Referring expression data
================

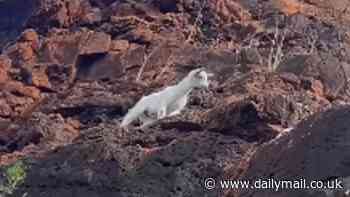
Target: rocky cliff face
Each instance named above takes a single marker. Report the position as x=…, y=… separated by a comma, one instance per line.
x=70, y=76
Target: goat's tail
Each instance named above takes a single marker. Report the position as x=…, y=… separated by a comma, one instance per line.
x=133, y=113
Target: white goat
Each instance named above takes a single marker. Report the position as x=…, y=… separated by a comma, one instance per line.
x=167, y=102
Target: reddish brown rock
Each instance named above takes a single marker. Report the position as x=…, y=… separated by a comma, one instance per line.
x=31, y=36
x=93, y=16
x=60, y=49
x=38, y=76
x=5, y=64
x=120, y=45
x=19, y=88
x=94, y=43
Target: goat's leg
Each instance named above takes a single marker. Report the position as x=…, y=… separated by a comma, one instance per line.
x=161, y=113
x=146, y=121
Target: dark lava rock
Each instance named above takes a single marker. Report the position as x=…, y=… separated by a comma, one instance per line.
x=316, y=150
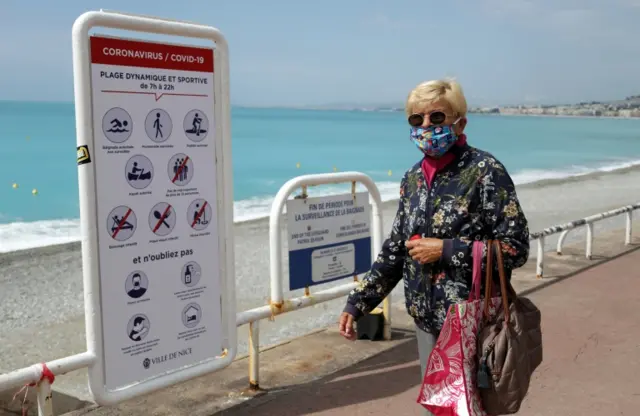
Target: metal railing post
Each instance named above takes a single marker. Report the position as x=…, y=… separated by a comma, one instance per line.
x=44, y=398
x=589, y=248
x=540, y=258
x=254, y=355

================

* _What is needed_: Show every line from the entries above in which "goat" appears.

* _Solution to this exercise_:
Target: goat's tail
Target: white goat
Target: goat's leg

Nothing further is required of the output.